#### EXERCISE INPUT

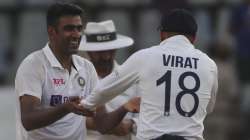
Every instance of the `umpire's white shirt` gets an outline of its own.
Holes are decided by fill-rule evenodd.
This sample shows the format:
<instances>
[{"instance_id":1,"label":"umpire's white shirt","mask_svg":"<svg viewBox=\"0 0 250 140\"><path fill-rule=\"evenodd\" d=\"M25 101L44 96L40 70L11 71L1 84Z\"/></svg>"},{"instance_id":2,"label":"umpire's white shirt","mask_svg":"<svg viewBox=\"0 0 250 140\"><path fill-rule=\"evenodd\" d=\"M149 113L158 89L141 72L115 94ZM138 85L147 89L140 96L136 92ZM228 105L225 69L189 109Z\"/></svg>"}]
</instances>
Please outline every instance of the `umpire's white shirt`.
<instances>
[{"instance_id":1,"label":"umpire's white shirt","mask_svg":"<svg viewBox=\"0 0 250 140\"><path fill-rule=\"evenodd\" d=\"M73 55L75 68L64 69L48 45L26 57L18 68L15 89L19 96L32 95L46 106L66 102L70 96L86 97L98 77L94 66ZM70 113L53 124L27 132L27 140L85 140L85 117Z\"/></svg>"},{"instance_id":2,"label":"umpire's white shirt","mask_svg":"<svg viewBox=\"0 0 250 140\"><path fill-rule=\"evenodd\" d=\"M171 134L203 140L203 120L216 98L217 66L185 36L170 37L133 54L98 83L84 106L103 104L135 82L142 94L139 139Z\"/></svg>"}]
</instances>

########

Render every line of the items above as a JSON list of strings, one string per line, with blank lines left out. Omit the pictures.

[
  "Every instance of the `umpire's white shirt` gets an outline of its own.",
  "Holes are decided by fill-rule evenodd.",
  "This sample shows the format:",
  "<instances>",
  "[{\"instance_id\":1,\"label\":\"umpire's white shirt\",\"mask_svg\":\"<svg viewBox=\\\"0 0 250 140\\\"><path fill-rule=\\\"evenodd\\\" d=\\\"M25 101L44 96L40 70L11 71L1 84Z\\\"/></svg>\"},{\"instance_id\":2,\"label\":\"umpire's white shirt\",\"mask_svg\":\"<svg viewBox=\\\"0 0 250 140\\\"><path fill-rule=\\\"evenodd\\\" d=\\\"M149 113L158 89L141 72L115 94ZM138 85L147 89L140 96L136 92ZM228 105L225 69L189 109Z\\\"/></svg>\"}]",
  "</instances>",
  "Please outline every instance of the `umpire's white shirt`.",
  "<instances>",
  "[{\"instance_id\":1,\"label\":\"umpire's white shirt\",\"mask_svg\":\"<svg viewBox=\\\"0 0 250 140\\\"><path fill-rule=\\\"evenodd\\\" d=\\\"M73 55L75 68L64 69L48 45L26 57L18 68L15 89L19 96L32 95L46 106L66 102L70 96L86 97L98 77L94 66ZM70 113L53 124L27 132L27 140L85 140L85 117Z\\\"/></svg>\"},{\"instance_id\":2,\"label\":\"umpire's white shirt\",\"mask_svg\":\"<svg viewBox=\\\"0 0 250 140\\\"><path fill-rule=\\\"evenodd\\\" d=\\\"M171 134L203 140L203 120L216 98L217 66L185 36L170 37L133 54L98 83L84 106L103 104L135 82L142 94L139 139Z\\\"/></svg>\"}]",
  "</instances>"
]